*What you need to do:* The records below must be transcribed exactly, with each picture left out.

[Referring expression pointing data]
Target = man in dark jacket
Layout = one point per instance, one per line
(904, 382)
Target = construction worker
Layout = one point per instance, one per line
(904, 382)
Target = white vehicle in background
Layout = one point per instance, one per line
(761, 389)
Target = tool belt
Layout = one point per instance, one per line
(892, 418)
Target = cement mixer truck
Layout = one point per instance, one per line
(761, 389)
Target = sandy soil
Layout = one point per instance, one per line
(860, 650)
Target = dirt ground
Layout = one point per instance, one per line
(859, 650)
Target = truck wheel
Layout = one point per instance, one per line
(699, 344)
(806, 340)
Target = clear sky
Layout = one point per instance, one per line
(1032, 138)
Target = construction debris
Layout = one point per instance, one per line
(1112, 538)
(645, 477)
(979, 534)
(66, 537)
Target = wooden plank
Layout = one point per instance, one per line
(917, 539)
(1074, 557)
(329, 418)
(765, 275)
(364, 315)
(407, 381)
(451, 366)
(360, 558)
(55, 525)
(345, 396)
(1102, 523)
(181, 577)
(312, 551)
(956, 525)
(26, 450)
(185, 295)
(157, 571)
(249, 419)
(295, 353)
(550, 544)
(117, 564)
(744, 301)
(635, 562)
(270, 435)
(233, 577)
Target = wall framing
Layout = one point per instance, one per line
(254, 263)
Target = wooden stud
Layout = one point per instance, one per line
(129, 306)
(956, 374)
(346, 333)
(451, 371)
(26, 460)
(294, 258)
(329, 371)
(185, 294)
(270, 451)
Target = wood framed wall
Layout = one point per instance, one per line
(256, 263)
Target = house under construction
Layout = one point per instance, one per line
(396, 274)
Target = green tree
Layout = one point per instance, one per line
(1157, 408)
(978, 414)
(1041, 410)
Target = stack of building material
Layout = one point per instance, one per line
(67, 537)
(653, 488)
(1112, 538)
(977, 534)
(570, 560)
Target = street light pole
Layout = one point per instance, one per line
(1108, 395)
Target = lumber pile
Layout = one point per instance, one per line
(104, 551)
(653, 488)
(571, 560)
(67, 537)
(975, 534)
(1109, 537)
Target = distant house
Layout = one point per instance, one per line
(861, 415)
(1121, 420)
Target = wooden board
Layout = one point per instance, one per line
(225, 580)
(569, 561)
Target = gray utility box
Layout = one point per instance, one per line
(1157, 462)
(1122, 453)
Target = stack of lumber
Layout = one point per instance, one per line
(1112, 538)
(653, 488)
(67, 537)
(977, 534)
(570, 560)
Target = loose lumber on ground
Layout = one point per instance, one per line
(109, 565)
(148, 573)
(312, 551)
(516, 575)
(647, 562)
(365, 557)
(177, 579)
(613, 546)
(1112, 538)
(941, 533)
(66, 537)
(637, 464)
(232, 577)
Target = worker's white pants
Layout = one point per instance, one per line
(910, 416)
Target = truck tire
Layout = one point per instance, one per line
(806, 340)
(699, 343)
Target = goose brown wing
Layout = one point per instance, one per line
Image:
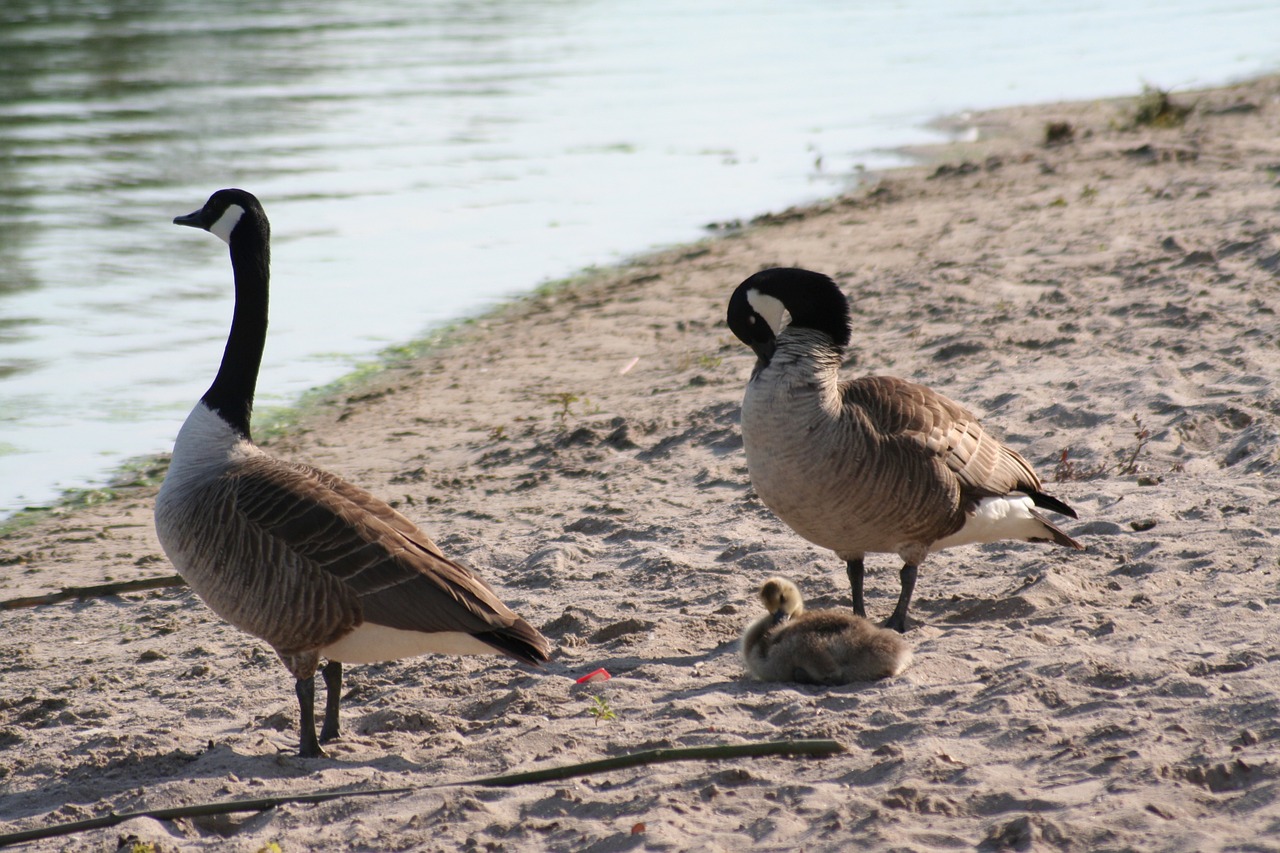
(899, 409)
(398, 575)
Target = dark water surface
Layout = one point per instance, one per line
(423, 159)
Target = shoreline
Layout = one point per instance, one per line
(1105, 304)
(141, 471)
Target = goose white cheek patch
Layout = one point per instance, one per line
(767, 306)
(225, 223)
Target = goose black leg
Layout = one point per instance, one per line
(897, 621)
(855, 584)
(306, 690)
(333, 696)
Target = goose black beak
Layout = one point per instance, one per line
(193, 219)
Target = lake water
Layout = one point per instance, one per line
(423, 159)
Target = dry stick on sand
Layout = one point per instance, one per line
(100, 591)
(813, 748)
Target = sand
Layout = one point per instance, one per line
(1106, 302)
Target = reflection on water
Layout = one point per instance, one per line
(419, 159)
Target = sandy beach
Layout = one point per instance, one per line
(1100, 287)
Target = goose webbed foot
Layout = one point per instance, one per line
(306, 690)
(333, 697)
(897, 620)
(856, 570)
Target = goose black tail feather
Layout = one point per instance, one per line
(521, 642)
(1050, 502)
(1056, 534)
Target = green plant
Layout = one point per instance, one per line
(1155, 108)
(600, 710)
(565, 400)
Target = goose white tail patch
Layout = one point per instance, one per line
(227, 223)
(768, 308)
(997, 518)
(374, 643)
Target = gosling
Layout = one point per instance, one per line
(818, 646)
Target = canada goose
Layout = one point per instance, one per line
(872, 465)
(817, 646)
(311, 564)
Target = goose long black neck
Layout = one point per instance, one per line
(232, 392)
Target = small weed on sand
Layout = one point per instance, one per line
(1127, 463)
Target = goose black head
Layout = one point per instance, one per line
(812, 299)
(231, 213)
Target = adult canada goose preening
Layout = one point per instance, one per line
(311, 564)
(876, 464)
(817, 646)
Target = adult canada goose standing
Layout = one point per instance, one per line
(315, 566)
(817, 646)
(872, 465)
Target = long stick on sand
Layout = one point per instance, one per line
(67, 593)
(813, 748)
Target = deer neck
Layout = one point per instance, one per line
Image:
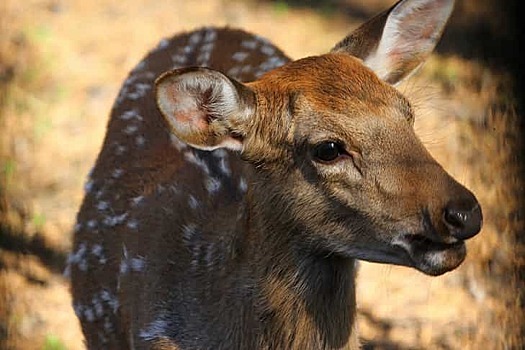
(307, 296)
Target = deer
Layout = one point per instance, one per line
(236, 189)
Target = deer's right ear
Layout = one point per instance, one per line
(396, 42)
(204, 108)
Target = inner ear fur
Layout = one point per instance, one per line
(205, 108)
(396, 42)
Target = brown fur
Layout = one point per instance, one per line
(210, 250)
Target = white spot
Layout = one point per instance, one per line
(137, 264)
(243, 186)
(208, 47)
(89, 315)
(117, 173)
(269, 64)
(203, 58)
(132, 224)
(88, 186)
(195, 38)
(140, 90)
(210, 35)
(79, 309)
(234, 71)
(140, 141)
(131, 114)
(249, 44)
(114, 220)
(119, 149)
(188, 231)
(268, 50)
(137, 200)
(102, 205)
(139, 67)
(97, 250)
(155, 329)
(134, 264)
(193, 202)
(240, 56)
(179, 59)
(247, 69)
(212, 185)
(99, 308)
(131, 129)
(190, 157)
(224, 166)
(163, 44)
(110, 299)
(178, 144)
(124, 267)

*Answer to the problem:*
Target = man in dark jacket
Layout = one point per instance, one per line
(904, 382)
Target = construction worker
Layout = one point per instance, one per line
(904, 382)
Target = white vehicle in background
Layout = one point per instance, one per line
(761, 389)
Target = tool belt
Layout = one point per instance, one per line
(892, 418)
Target = cement mixer truck
Layout = one point per instance, one per line
(761, 389)
Target = sandy soil
Layout = one point per instance, one per line
(860, 650)
Target = dirt ground
Layout = one point per instance, one per line
(859, 650)
Target = truck wheel
Layout = one point per instance, one per line
(699, 344)
(806, 340)
Target = clear sky
Layout = one point per instance, one per line
(1032, 138)
Target = construction debris
Layout = one point per instance, one per line
(1112, 538)
(645, 477)
(979, 534)
(66, 537)
Target = wooden plank
Layout = one point per instance, one per line
(917, 539)
(1074, 557)
(329, 418)
(765, 275)
(364, 315)
(407, 381)
(451, 366)
(360, 558)
(55, 525)
(345, 396)
(1102, 523)
(181, 577)
(312, 551)
(956, 525)
(26, 450)
(185, 295)
(157, 571)
(249, 419)
(295, 353)
(550, 544)
(117, 564)
(744, 301)
(635, 562)
(270, 435)
(233, 577)
Target = wall framing
Layout = one point per instance, one per line
(254, 263)
Target = wooden stud
Layout = one point per instance, one per line
(129, 306)
(956, 374)
(346, 333)
(451, 371)
(26, 460)
(294, 258)
(329, 371)
(185, 294)
(270, 451)
Target = wood framed wall
Layout = one point per instance, one per line
(256, 263)
Target = house under construction
Layout = one point per instance, one per line
(396, 274)
Target = green tree
Layout = one point per instance, one per line
(1157, 408)
(978, 414)
(1041, 410)
Target = stack of building material
Layout = one point per instance, one per line
(67, 537)
(653, 488)
(1112, 538)
(977, 534)
(570, 560)
Target = street light pole
Layout = one point per instance, one per line
(1108, 395)
Target = lumber pile
Layout = one point per instance, one per line
(104, 551)
(653, 488)
(571, 560)
(67, 537)
(975, 534)
(1109, 537)
Target = distant house
Layout = one point per instance, one per line
(861, 415)
(1121, 420)
Target = wooden board
Layout = one point per instance, one per line
(225, 580)
(569, 561)
Target = gray utility box
Layout = one point per instance, one per line
(1157, 462)
(1122, 453)
Target = stack of lumber
Layout = one point per instance, one per line
(1112, 538)
(653, 488)
(67, 537)
(977, 534)
(570, 560)
Target = loose lumber on ground
Layout = one point per instance, one per line
(109, 565)
(148, 573)
(312, 551)
(516, 575)
(647, 562)
(365, 557)
(177, 579)
(613, 546)
(1112, 538)
(941, 533)
(66, 537)
(637, 464)
(232, 577)
Target = worker's white pants
Layout = one point per instance, one per line
(910, 416)
Target = truck tire
Layout = one point per instance, one per line
(806, 340)
(699, 343)
Target = goose brown wing
Layout = one point per instance, one per line
Image:
(899, 409)
(398, 575)
Target = dark water surface
Layout = one point per instance, one per line
(423, 159)
Target = shoreline
Layout = one point per instance, one per line
(1105, 304)
(141, 471)
Target = goose white cheek patch
Layout = one point per instance, one per line
(767, 306)
(225, 223)
Target = goose black leg
Layout = one point per instance, one per line
(897, 621)
(855, 584)
(306, 690)
(333, 696)
Target = goose black beak
Layout = one point per instance, one per line
(193, 219)
Target = lake water
Layout = one point per instance, one per line
(423, 159)
Target = dry stick on sand
Layout = one point per instance, one per line
(100, 591)
(813, 748)
Target = sand
Layout = one point per instance, one per line
(1106, 302)
Target = reflection on water
Layout = one point per instance, one per line
(419, 159)
Target = sandy beach
Layout = one point per instance, one per line
(1100, 287)
Target = goose webbed foot
Layout = one point per instance, one per line
(306, 690)
(333, 697)
(897, 620)
(856, 570)
Target = goose black tail feather
Layout = one point per instance, one per line
(521, 642)
(1050, 502)
(1056, 534)
Target = green plant
Layout = one point per instance, one per line
(1155, 108)
(600, 710)
(565, 400)
Target = goose white tail patch
Layout = one point per instance, one per line
(227, 223)
(768, 308)
(997, 518)
(374, 643)
Target = gosling
Layout = one point per instance, one per line
(818, 646)
Target = canada goose
Layout = one point per instance, one per line
(872, 465)
(817, 646)
(311, 564)
Target = goose long black neck
Layout = one point per instance, one per line
(232, 392)
Target = small weed on sand
Layout = one point per instance, one per line
(1127, 463)
Target = goose black head
Layout = one point per instance, one per line
(812, 299)
(231, 213)
Target = adult canada goose preening
Layout = one point per instance, one per line
(311, 564)
(876, 464)
(817, 646)
Target = adult canada goose standing
Layout = one point per instance, one per line
(315, 566)
(817, 646)
(872, 465)
Target = long stick on sand
Layout = one point per instance, one per line
(67, 593)
(813, 748)
Target = deer neck
Layout = one point per instance, one per line
Image:
(307, 296)
Target = deer
Layout = one point per instance, one per line
(236, 189)
Target = deer's right ear
Layout = one point per instance, one per line
(396, 42)
(204, 108)
Target = inner ear fur
Layout = one point per instance, one per line
(205, 108)
(396, 42)
Target = brown fur
Layout = one point per instance, one per line
(210, 250)
Target = white spot
Layout = one point per instance, one per line
(137, 264)
(243, 186)
(208, 47)
(89, 315)
(117, 173)
(269, 64)
(203, 58)
(132, 224)
(88, 186)
(195, 38)
(140, 90)
(210, 35)
(79, 309)
(234, 71)
(140, 141)
(131, 114)
(249, 44)
(114, 220)
(119, 149)
(188, 231)
(268, 50)
(137, 200)
(102, 205)
(139, 67)
(97, 250)
(155, 329)
(134, 264)
(193, 202)
(240, 56)
(179, 59)
(247, 69)
(212, 185)
(99, 308)
(131, 129)
(190, 157)
(224, 166)
(163, 44)
(110, 299)
(178, 144)
(124, 267)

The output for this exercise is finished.